[Phrase grounding data]
[Start of section]
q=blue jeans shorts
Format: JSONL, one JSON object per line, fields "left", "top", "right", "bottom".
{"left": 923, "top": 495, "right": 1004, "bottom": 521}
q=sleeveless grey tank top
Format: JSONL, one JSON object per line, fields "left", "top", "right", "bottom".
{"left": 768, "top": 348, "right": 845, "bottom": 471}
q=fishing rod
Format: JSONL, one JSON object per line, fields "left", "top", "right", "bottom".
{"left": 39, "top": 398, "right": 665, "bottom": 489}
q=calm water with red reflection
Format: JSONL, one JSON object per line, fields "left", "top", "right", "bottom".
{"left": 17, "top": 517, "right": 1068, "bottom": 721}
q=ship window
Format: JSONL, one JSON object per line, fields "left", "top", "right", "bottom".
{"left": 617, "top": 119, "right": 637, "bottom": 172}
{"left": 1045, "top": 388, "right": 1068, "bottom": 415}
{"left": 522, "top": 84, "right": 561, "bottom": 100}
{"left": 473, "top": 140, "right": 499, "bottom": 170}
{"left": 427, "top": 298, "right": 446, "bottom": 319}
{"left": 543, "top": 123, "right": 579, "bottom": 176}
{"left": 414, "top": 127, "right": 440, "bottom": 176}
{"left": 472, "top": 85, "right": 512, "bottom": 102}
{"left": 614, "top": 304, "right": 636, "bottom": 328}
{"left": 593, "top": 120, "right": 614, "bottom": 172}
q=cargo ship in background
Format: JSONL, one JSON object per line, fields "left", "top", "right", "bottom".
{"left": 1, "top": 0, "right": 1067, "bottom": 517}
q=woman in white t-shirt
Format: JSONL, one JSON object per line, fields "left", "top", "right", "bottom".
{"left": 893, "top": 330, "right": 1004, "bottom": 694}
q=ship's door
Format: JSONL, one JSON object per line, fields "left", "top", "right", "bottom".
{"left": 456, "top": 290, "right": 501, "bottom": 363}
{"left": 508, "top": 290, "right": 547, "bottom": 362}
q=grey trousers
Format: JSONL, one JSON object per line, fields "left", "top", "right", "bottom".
[End of section]
__To do__. Please list every line of the records that contains "ship".

__Solved problem__.
q=ship window
q=cargo ship in background
q=ship's door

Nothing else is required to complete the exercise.